━━ ОТРЫВОК ТЕКСТА ━━

— Знакома ли Вам эта особа?
Но так как эта особа оказалась незнакомой священнику Б-нову, его увели после допроса назад в тюрьму, и больше по своему делу он ничего показать не мог. Я вел дружбу с этим священником: у него был жестяной чайник и чай, а у меня кофе, и мы обменивались заварками. Но однажды гимназист, спавший рядом со священником, с ужасом рассказал мне, как его сосед по ночам вычесывает из волос и бороды громадное количество вшей и прямо бросает их на пол. С тех пор, каюсь, наша дружба резко оборвалась.
Весь первый день ушел на уничтожение клопов. Мы зажигали бумажки и лазили вдоль стен, выкуривая насекомых. Пришлось следить друг за другом, чтобы никто не оставил нетронутые гнезда. А потом каждый занимался своим делом. Кто читал книги, кто играл в шахматы, сделанные из неведомого тюремного материала (вряд ли из хлеба: хлеб слишком дорог). Группа кадет, окруженная толпой любопытных, играла в «скачки»: на картонном поле бегали зеленые, красные и синие лошадки. Карты в тюрьме нелегальны, но кто-то ухитрился их протащить.

━━━

▶ ЗАДАНИЯ
- a) Перепишите дословно часть отрывка о тюрьме, начиная со слов «Но так как эта» и заканчивая словами «дружба резко оборвалась.».
- b) Пожалуйста, ответьте на вопросы по отрывку о тюрьме.
(i) Что было у священника Б-нова для обмена заварками?
(ii) На что ушел весь первый день?
(iii) Какого цвета были лошадки в игре «скачки»?
Эти записи взяты из другого источника.

━━ ИСХОДНЫЕ МАТЕРИАЛЫ ━━

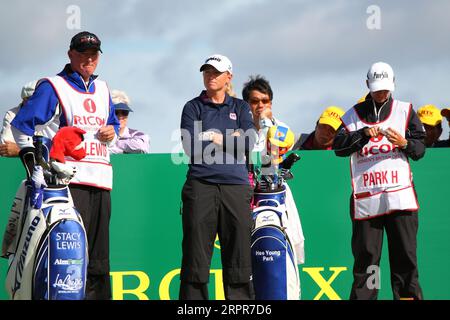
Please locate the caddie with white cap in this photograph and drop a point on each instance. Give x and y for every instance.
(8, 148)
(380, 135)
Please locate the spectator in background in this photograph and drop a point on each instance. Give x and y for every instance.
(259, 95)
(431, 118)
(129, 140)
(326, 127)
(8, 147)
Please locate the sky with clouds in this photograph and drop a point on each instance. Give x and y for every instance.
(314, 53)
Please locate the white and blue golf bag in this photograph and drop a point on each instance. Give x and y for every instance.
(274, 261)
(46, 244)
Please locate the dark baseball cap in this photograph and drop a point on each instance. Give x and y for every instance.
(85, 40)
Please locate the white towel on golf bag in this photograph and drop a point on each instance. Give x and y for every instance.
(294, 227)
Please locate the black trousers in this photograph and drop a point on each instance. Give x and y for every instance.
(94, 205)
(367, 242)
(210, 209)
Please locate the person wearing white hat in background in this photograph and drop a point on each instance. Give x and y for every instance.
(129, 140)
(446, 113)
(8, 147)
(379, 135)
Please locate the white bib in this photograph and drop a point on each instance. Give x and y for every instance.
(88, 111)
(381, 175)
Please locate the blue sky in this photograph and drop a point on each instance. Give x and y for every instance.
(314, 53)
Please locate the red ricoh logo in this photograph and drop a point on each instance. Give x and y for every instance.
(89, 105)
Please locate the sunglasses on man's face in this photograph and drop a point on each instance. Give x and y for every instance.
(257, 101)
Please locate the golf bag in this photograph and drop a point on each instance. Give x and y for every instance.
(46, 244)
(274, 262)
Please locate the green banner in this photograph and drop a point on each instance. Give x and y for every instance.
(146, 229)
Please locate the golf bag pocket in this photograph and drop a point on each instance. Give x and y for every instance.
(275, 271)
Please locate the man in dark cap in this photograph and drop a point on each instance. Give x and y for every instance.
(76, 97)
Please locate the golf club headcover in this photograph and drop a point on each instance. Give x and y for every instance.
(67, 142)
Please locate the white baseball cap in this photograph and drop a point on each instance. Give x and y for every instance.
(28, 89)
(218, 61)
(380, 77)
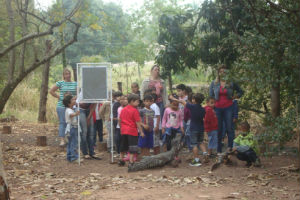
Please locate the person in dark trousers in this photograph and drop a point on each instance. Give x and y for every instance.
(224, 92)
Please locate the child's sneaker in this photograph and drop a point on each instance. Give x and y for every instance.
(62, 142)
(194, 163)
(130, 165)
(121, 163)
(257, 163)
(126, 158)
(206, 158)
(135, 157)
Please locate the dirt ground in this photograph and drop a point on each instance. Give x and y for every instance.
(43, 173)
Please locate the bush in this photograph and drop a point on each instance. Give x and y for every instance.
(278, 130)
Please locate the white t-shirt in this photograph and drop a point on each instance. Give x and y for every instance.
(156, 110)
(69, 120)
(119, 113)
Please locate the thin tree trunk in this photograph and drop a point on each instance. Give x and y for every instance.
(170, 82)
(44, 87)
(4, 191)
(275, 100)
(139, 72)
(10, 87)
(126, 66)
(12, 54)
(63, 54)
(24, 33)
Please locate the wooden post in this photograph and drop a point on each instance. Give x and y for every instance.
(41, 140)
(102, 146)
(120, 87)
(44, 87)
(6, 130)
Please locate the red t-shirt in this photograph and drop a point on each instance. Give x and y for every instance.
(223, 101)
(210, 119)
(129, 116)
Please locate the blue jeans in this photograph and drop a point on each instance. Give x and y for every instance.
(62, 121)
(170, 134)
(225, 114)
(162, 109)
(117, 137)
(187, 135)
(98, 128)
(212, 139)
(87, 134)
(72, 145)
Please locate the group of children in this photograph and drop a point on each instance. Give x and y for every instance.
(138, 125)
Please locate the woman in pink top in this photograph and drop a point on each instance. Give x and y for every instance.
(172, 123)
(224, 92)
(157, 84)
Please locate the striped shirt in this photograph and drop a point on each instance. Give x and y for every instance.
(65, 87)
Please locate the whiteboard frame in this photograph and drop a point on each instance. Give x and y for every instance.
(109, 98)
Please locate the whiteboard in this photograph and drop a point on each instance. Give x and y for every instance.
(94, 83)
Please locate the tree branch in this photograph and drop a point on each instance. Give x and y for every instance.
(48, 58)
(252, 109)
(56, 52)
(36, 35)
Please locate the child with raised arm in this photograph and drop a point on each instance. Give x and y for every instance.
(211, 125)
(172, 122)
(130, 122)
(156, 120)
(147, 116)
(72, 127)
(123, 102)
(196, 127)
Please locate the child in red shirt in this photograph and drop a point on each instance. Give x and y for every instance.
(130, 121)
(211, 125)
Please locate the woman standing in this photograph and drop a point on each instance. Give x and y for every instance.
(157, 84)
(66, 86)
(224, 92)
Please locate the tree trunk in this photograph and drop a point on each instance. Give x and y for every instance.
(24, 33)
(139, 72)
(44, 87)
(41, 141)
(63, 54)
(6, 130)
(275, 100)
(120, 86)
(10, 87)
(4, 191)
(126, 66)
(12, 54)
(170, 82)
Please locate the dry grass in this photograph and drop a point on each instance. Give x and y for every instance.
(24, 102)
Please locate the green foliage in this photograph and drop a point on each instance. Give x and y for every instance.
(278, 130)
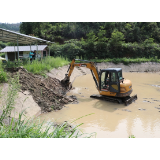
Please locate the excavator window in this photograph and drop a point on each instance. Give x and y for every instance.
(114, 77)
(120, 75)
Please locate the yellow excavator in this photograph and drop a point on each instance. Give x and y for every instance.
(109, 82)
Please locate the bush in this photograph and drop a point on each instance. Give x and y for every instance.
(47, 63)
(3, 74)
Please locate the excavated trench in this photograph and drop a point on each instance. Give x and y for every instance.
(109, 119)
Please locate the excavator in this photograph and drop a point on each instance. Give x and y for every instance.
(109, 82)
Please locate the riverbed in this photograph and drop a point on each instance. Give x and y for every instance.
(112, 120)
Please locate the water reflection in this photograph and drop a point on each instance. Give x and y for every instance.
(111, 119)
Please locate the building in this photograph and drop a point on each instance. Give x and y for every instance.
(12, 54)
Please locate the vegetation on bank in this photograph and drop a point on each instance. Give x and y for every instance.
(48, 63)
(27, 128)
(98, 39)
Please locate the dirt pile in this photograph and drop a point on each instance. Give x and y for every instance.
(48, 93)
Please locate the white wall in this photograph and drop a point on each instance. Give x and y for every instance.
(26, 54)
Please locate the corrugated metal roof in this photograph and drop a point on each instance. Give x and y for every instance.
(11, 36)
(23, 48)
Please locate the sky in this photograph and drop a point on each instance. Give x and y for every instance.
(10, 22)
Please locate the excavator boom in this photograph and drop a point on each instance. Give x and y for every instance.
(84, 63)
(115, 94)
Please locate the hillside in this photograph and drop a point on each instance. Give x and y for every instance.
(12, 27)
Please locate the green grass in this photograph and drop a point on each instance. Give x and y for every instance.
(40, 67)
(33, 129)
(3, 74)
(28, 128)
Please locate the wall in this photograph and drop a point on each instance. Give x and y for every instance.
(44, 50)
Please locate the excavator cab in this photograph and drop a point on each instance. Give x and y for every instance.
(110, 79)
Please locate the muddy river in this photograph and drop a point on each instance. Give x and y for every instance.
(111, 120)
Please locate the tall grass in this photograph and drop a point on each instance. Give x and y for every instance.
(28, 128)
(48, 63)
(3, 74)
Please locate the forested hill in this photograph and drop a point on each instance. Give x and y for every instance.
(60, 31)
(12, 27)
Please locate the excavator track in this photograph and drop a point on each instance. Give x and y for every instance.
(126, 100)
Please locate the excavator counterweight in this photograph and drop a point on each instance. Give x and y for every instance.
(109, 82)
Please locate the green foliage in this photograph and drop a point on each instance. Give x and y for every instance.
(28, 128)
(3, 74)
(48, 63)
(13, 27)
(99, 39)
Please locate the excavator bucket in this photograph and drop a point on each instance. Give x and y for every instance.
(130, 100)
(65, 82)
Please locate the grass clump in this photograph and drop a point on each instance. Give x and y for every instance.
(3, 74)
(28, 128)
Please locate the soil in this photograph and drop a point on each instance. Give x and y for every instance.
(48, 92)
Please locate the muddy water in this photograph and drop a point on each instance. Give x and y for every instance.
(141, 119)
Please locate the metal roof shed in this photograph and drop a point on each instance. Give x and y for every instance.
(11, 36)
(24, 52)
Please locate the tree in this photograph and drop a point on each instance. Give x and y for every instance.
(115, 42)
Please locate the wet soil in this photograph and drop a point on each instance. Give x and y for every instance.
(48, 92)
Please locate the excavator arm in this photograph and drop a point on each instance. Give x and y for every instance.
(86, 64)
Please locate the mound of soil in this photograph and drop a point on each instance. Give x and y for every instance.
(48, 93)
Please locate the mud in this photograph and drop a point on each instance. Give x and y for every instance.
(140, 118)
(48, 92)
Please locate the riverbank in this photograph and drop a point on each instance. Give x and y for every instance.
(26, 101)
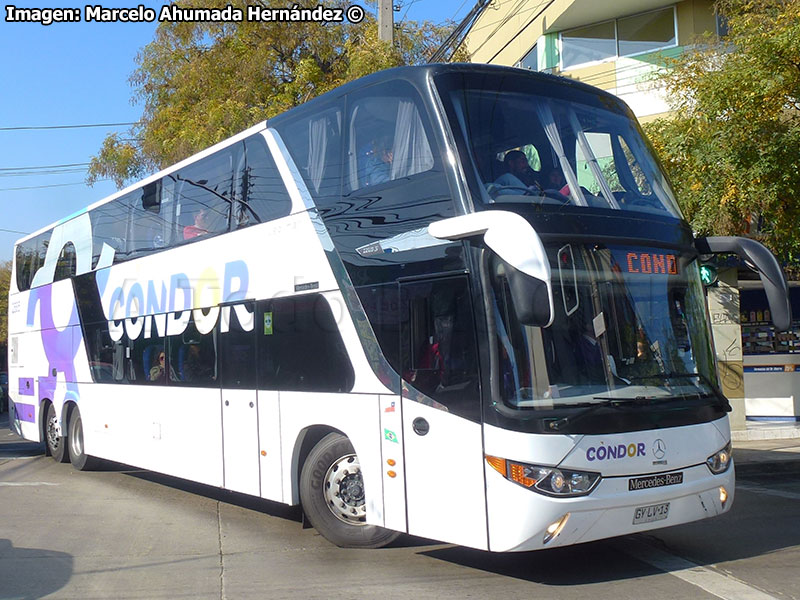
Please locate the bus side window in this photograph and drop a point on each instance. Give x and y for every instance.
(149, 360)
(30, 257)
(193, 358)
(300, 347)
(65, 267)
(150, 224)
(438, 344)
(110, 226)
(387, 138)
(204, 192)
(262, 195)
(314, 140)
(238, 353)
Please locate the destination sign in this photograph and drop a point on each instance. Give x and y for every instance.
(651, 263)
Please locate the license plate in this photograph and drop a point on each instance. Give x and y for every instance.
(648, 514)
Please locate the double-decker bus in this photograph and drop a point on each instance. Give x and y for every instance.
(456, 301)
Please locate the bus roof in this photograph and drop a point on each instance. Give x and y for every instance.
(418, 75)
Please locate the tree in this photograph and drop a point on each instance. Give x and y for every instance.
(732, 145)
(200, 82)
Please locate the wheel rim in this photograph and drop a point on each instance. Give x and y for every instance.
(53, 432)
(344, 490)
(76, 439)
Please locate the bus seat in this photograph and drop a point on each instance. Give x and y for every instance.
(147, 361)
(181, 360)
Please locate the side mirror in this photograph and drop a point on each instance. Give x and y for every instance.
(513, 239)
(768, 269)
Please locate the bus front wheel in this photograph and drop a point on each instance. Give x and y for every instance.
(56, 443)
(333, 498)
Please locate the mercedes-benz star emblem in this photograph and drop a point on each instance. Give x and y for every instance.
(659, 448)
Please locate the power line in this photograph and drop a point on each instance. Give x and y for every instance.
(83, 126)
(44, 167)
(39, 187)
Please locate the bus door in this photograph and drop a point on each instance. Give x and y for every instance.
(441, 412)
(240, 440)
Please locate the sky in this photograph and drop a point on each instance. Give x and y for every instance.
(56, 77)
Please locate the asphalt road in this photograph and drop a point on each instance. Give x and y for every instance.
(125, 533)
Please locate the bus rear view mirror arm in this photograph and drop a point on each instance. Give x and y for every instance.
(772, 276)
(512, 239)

━━━
━━ ИСХОДНЫЕ МАТЕРИАЛЫ ━━

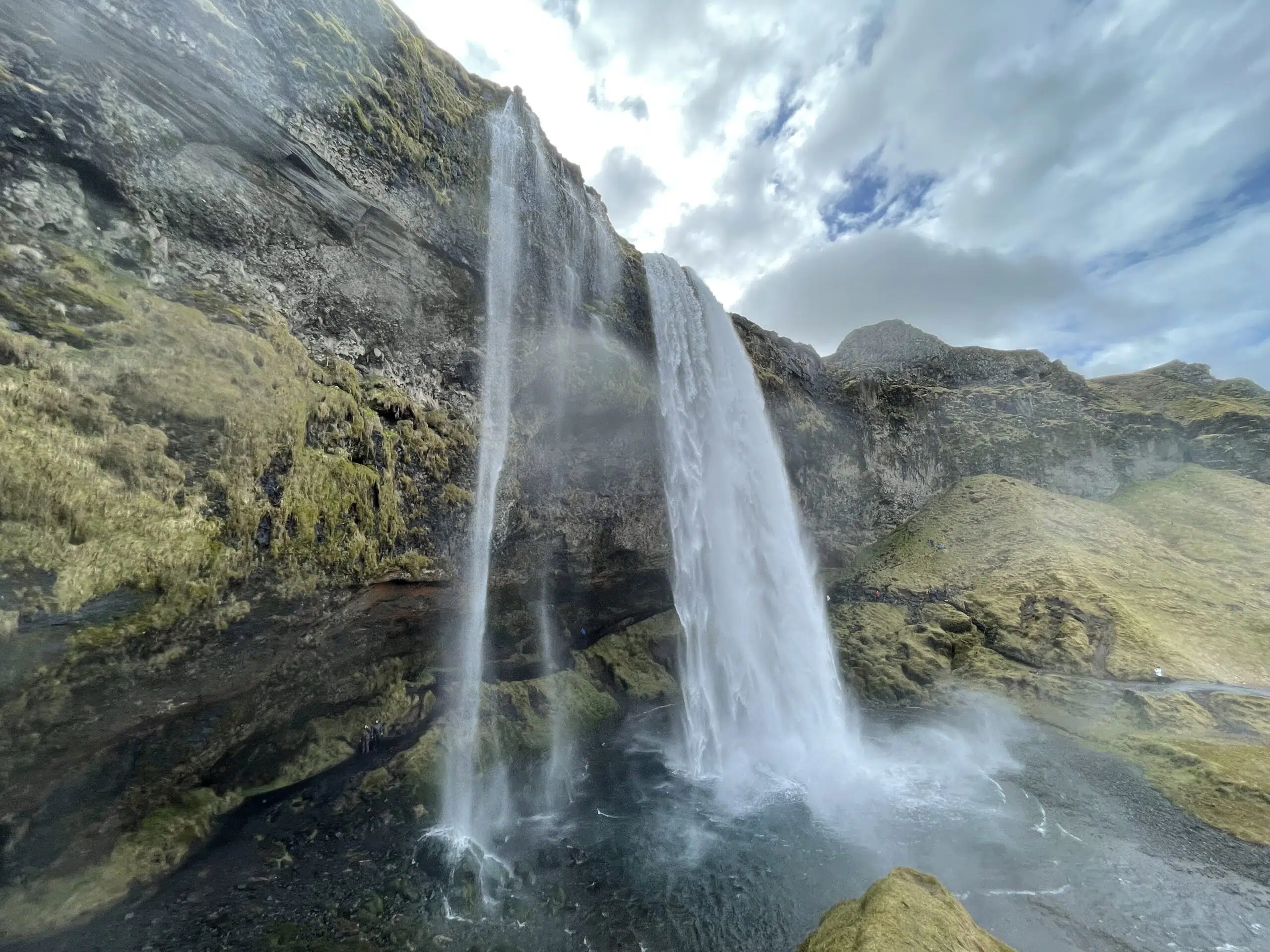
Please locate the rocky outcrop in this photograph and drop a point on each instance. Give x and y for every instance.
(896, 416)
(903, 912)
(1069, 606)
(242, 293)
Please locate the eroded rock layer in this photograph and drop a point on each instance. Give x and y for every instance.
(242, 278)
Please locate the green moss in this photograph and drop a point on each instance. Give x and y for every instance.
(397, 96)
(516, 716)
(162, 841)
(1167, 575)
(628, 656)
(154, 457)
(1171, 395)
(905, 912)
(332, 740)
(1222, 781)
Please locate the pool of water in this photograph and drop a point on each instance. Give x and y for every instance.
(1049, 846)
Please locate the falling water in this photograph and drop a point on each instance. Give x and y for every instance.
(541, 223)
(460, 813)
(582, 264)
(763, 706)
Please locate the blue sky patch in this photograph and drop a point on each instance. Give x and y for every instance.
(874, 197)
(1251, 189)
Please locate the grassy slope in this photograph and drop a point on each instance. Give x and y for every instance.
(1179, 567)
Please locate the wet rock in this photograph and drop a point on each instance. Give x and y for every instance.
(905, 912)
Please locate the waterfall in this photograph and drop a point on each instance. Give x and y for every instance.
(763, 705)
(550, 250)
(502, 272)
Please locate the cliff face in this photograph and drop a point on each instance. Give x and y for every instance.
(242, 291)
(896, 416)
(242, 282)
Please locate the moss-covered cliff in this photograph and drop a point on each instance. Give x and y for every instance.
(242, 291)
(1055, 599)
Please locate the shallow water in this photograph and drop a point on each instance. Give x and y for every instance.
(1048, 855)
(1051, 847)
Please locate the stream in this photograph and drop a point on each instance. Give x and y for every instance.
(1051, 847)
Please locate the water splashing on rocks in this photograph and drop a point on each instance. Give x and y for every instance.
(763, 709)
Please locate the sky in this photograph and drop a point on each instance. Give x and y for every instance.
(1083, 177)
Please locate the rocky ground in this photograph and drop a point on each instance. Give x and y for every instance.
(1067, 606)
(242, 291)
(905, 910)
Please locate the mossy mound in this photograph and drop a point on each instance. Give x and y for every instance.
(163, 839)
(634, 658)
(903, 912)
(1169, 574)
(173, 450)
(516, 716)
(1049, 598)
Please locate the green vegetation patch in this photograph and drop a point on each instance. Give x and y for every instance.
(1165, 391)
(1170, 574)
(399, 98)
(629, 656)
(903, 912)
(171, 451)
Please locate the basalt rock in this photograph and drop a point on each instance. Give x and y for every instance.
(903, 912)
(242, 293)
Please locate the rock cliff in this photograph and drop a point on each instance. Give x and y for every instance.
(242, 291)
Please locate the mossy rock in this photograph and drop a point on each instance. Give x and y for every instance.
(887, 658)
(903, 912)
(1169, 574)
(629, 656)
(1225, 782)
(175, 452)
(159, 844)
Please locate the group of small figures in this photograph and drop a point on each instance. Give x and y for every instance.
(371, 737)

━━━
━━ ИСХОДНЫЕ МАТЕРИАЛЫ ━━

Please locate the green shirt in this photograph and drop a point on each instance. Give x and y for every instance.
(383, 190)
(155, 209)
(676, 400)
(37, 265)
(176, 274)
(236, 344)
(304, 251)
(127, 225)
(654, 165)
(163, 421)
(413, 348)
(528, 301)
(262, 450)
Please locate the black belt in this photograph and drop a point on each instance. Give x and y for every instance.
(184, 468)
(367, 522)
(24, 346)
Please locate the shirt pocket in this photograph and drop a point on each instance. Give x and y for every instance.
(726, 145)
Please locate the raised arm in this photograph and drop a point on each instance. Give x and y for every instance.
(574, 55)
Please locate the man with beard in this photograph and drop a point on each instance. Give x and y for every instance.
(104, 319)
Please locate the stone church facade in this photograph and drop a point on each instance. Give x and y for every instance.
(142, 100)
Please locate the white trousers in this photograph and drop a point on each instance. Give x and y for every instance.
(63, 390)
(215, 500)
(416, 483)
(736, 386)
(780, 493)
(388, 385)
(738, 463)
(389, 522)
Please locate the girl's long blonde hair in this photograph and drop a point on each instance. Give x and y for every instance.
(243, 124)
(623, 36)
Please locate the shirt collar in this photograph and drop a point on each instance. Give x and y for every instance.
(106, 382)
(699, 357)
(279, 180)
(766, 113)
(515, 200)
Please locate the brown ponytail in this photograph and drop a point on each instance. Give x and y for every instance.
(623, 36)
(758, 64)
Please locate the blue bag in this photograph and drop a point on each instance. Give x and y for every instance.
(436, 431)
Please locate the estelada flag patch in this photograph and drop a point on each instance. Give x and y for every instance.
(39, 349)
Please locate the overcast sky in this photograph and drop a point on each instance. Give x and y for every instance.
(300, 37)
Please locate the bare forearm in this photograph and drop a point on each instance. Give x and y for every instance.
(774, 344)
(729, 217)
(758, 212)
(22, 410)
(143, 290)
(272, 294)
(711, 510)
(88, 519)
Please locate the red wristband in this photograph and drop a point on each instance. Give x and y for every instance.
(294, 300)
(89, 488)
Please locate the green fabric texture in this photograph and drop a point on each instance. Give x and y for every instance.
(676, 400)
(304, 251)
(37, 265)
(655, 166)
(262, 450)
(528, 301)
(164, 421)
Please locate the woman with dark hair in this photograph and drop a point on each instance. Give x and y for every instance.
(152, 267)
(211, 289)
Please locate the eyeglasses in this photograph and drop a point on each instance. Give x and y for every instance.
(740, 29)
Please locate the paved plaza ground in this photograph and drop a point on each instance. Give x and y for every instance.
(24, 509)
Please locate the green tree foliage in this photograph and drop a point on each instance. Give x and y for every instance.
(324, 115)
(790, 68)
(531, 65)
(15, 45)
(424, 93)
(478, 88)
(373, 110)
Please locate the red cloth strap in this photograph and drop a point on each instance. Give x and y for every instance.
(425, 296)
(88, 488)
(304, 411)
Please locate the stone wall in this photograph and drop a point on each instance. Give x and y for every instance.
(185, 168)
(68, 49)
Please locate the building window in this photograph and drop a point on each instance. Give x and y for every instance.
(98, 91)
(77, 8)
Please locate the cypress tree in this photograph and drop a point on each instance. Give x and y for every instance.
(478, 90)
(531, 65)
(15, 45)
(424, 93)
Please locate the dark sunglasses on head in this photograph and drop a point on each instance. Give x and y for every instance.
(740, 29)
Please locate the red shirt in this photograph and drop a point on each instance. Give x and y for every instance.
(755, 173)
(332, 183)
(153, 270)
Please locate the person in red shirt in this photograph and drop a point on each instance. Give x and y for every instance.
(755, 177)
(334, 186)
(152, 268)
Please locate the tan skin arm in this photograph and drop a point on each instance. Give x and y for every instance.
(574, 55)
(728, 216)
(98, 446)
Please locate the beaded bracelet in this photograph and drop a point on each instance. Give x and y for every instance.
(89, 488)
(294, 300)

━━━

▶ ОТВЕТЫ
- a)
Но так как эта особа оказалась незнакомой священнику Б-нову, его увели после допроса назад в тюрьму, и больше по своему делу он ничего показать не мог. Я вел дружбу с этим священником: у него был жестяной чайник и чай, а у меня кофе, и мы обменивались заварками. Но однажды гимназист, спавший рядом со священником, с ужасом рассказал мне, как его сосед по ночам вычесывает из волос и бороды громадное количество вшей и прямо бросает их на пол. С тех пор, каюсь, наша дружба резко оборвалась.

- b)
(i) Жестяной чайник и чай.
(ii) На уничтожение клопов.
(iii) Зеленые, красные и синие.